» **EXERCISE DIRECTIONS**: Scan the material that follows for lines with "hand". Answer with how many there are, nothing else.

» **SUPPLIED DATA**:

▼

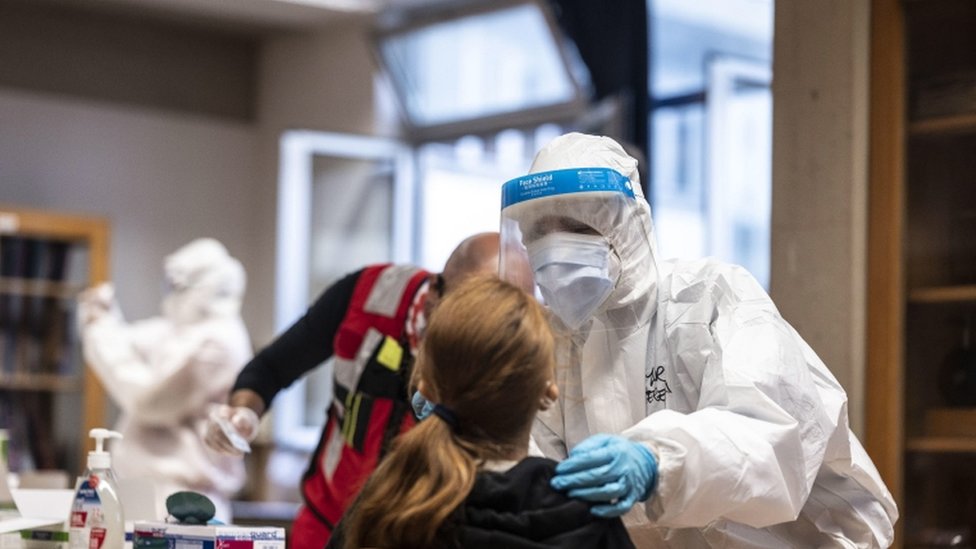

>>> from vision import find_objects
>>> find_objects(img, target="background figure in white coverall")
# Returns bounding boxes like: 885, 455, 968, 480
500, 133, 898, 547
78, 238, 252, 522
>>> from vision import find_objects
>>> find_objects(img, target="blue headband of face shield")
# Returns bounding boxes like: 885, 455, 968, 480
501, 167, 636, 208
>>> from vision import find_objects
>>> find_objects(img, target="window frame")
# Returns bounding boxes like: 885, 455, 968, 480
369, 0, 590, 142
273, 130, 415, 451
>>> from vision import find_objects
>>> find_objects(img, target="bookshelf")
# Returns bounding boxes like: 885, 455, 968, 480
909, 113, 976, 136
0, 204, 109, 477
868, 0, 976, 546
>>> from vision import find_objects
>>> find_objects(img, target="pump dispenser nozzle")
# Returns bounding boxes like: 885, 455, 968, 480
71, 428, 124, 549
87, 428, 123, 470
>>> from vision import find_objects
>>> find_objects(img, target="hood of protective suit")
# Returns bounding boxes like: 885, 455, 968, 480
162, 238, 246, 325
503, 133, 659, 331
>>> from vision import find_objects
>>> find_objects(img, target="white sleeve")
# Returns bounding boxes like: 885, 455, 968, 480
625, 312, 831, 529
126, 335, 246, 424
80, 304, 161, 413
530, 413, 568, 459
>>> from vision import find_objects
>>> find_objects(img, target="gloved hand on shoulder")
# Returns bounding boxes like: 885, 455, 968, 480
204, 404, 260, 456
550, 433, 658, 518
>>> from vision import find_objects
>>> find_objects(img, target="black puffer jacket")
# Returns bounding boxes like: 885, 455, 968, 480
457, 457, 635, 549
325, 457, 635, 549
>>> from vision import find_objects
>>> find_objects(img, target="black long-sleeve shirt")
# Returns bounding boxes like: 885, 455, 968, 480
232, 269, 364, 410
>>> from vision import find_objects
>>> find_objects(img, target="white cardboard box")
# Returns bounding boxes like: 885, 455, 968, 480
0, 490, 73, 549
0, 490, 74, 535
132, 522, 285, 549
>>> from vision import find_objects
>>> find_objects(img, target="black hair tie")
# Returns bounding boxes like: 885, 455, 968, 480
431, 404, 459, 431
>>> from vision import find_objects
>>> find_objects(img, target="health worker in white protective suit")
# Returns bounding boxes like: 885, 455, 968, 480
78, 238, 252, 522
499, 133, 898, 547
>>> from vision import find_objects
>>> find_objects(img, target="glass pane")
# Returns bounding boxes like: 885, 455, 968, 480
651, 0, 773, 97
308, 155, 393, 297
418, 167, 502, 270
302, 154, 394, 429
651, 104, 706, 261
416, 130, 562, 271
378, 3, 578, 126
651, 0, 773, 287
0, 236, 87, 475
705, 63, 772, 287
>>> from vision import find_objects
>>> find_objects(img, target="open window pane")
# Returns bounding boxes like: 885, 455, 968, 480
373, 1, 587, 132
651, 0, 773, 287
274, 131, 413, 452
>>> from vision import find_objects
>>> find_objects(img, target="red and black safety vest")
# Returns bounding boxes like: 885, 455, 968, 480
300, 264, 429, 533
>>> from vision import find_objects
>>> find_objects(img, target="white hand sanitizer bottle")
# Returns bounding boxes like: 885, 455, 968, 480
69, 428, 124, 549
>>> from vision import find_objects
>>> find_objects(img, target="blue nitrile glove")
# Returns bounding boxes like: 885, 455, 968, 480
411, 390, 435, 420
550, 433, 658, 518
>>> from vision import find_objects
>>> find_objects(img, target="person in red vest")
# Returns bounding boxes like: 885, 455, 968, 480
205, 232, 499, 549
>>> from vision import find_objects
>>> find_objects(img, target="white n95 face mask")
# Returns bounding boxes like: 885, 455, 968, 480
527, 232, 619, 331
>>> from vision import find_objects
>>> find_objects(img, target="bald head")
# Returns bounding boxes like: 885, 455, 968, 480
443, 232, 500, 284
425, 232, 500, 319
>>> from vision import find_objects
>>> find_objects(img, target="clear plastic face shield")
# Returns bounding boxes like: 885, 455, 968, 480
500, 167, 658, 337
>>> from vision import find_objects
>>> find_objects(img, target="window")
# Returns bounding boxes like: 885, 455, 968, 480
271, 1, 588, 457
371, 0, 589, 140
272, 0, 775, 456
704, 56, 772, 286
273, 131, 414, 451
651, 0, 774, 286
415, 126, 567, 270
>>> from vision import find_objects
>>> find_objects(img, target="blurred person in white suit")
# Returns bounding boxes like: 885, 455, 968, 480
78, 238, 252, 522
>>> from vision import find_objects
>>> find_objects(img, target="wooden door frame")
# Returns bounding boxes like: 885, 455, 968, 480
865, 0, 905, 532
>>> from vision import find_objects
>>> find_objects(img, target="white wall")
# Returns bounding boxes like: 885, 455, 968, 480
244, 20, 399, 346
770, 0, 870, 434
0, 20, 388, 489
258, 22, 389, 136
0, 88, 263, 329
0, 15, 394, 355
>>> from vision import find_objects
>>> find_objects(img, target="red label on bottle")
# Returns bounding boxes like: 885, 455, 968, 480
89, 527, 106, 549
69, 511, 87, 528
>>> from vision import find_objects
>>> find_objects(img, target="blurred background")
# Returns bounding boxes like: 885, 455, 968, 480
3, 0, 953, 544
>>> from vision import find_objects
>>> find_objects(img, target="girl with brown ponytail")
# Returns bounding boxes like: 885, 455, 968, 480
327, 275, 634, 549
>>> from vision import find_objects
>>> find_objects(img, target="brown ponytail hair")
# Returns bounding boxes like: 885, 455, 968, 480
341, 275, 556, 549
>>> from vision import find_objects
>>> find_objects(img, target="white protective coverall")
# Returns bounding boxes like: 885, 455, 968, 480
79, 238, 252, 522
500, 133, 897, 547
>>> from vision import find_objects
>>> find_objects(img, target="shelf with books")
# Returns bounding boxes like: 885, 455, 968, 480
910, 112, 976, 136
0, 204, 109, 477
905, 437, 976, 453
0, 373, 81, 392
908, 285, 976, 304
868, 0, 976, 544
0, 277, 85, 299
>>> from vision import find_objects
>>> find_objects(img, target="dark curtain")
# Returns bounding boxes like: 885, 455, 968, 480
546, 0, 649, 188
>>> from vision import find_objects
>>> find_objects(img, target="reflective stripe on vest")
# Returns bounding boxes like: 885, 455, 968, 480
300, 264, 428, 535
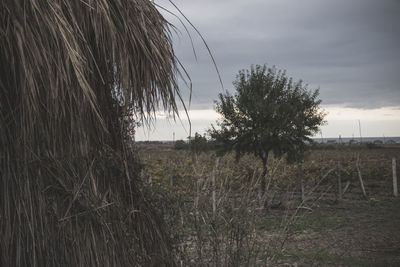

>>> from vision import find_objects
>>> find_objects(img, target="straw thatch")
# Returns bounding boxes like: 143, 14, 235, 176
1, 0, 181, 266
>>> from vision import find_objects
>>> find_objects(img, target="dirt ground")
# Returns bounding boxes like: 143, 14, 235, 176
265, 197, 400, 266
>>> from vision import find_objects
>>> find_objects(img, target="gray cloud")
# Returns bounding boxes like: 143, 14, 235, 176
158, 0, 400, 109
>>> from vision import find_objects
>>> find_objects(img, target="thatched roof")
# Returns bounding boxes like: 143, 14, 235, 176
1, 1, 183, 266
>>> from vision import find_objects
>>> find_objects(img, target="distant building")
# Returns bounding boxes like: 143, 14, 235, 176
386, 140, 396, 144
327, 140, 337, 144
373, 140, 383, 145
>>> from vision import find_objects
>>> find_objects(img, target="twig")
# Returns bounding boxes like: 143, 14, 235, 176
59, 202, 114, 222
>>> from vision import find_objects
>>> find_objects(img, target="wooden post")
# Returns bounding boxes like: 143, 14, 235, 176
283, 164, 287, 177
356, 156, 367, 198
298, 163, 305, 201
393, 158, 398, 197
168, 158, 174, 187
194, 180, 199, 211
212, 158, 220, 218
148, 174, 152, 188
337, 161, 342, 201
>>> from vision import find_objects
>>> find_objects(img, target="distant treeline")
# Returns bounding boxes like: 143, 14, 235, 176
171, 133, 399, 154
174, 132, 213, 154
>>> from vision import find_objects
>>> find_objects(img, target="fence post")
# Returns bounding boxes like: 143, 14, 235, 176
168, 158, 174, 187
283, 164, 287, 177
298, 163, 305, 201
148, 174, 152, 188
212, 158, 220, 219
356, 156, 367, 199
393, 158, 398, 197
337, 161, 342, 201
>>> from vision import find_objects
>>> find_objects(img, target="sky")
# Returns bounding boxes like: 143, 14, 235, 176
136, 0, 400, 141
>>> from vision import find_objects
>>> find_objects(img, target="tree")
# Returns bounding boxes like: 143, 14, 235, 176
174, 139, 188, 150
189, 132, 209, 154
209, 64, 325, 196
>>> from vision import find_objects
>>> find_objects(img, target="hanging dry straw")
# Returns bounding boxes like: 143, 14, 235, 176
0, 0, 183, 265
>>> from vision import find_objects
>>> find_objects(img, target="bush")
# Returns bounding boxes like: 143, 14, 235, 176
174, 139, 188, 150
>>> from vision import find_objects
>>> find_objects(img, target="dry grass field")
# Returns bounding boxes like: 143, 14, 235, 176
138, 143, 400, 266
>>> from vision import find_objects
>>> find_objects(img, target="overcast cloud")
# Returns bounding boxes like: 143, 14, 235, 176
158, 0, 400, 109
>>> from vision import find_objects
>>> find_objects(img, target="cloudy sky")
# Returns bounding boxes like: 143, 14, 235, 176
136, 0, 400, 140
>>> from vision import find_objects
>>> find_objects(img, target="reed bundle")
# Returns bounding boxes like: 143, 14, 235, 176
0, 0, 181, 265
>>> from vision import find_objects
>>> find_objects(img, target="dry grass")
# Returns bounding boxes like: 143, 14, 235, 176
139, 146, 400, 265
0, 1, 185, 266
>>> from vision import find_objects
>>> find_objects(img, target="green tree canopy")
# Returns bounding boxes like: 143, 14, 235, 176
209, 64, 325, 195
189, 132, 209, 154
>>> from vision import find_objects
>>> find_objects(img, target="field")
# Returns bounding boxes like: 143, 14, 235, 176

▲

» **YOUR RESPONSE**: 2